> _SELECTED TEXT_

## Start

Re: FPS video rate question



BeechSundowner wrote:
On May 23, 2:12 pm, John Williamson <johnwilliam...@xxxxxxxxxxxxxx>
wrote:

That camera (apart from stills) seems to offer a range from 30fps at HD,
to 1000fps at a much reduced quality of what I'd guess would be 112 x 64
pixels(The page says 224x64, but that's not a normal aspect ratio for
square pixels). File size per second of shooting time won't be much
different, and the video in the high speed case will be noisy and
equivalent to watching a very slow turning prop on your phone screen.
The intermediate speeds shown offer a trade off between picture quality
and apparent speed of motion.

Ohhhh, and here I thought I was doing good, getting more FPS would
give me better quality, when in reality it's the opposite? I take it
the video would be microscopic in size on my home computer and if I
was to upload it to You Tube, it would then get pixelated to fit the
You Tube player?? Would I not be able to view the 1000 fps video full
screen on my computer or will it get pixelated as I think it may? I
was hoping in addition to flying pics that I would be able to capture
lightning in high resolution at the 1000 fps??

The trade-off comes down to bandwidth in the end. For a given sensor array and data transfer setup, which is what a camera basically is, the picture quality has to go down as the frame rate goes up. And no, you can't get out what you don't put in, even with YouTube, much as they'd like you to believe otherwise.

The 210fps might be a reasonable compromise for YouTube, unless you need to know the instantaneous prop position to within a few degrees. (Are my calculations right? At 1800rpm, call it 30 revolutions per second, which is 7200 degrees, so 1000 frames per second is about 7 degrees per frame, I think) ICBA digging out a calculator at this time of night. Tyre deformation at landing speeds takes at least half a second to complete for most applications.

## End

> _DIRECTION 1_
Rewrite the extracted rows from the line containing "Reviewer note: check that each instance of the white" through the last row, replacing "air purifier" with "air cleaner" and changing nothing else. Leave the pictures out of your answer.

> _Extracted records_

## Start

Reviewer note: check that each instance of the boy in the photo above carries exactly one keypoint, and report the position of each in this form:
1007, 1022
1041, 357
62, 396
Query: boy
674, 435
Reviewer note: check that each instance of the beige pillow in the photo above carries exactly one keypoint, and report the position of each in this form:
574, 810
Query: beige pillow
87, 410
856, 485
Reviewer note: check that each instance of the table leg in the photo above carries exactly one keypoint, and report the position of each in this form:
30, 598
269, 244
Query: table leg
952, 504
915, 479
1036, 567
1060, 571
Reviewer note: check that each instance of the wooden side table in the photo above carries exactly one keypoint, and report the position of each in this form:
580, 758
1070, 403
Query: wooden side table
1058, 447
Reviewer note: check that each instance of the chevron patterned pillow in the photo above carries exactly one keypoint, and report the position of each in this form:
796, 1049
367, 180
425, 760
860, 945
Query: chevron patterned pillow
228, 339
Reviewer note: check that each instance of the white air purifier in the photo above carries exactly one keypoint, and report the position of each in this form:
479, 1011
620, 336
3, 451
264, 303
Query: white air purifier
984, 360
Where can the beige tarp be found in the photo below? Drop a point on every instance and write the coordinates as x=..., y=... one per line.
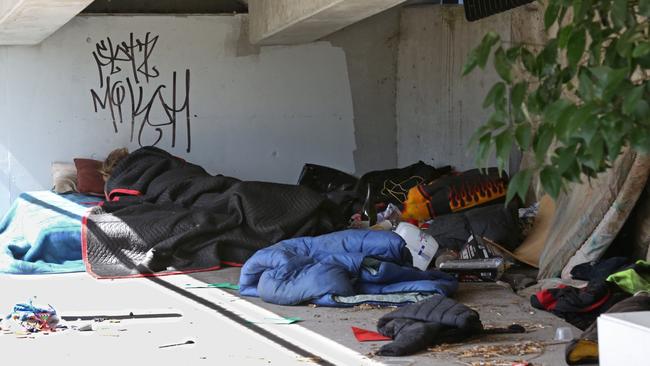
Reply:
x=589, y=215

## End

> _DIRECTION 2_
According to the forum post on video frame rates, what does the trade-off come down to in the end?

> _CORRECT RESULT 1_
Reviewer note: check that each instance of the white air cleaner in the photo above carries exactly one keypoint, and report the position of each in this form:
479, 1011
620, 336
3, 451
264, 303
Query: white air cleaner
984, 360
Where can the beige tarp be found in the photo below? Drop a point on every instance and write the coordinates as x=..., y=... one per line.
Reply:
x=589, y=215

> _CORRECT RESULT 2_
Bandwidth.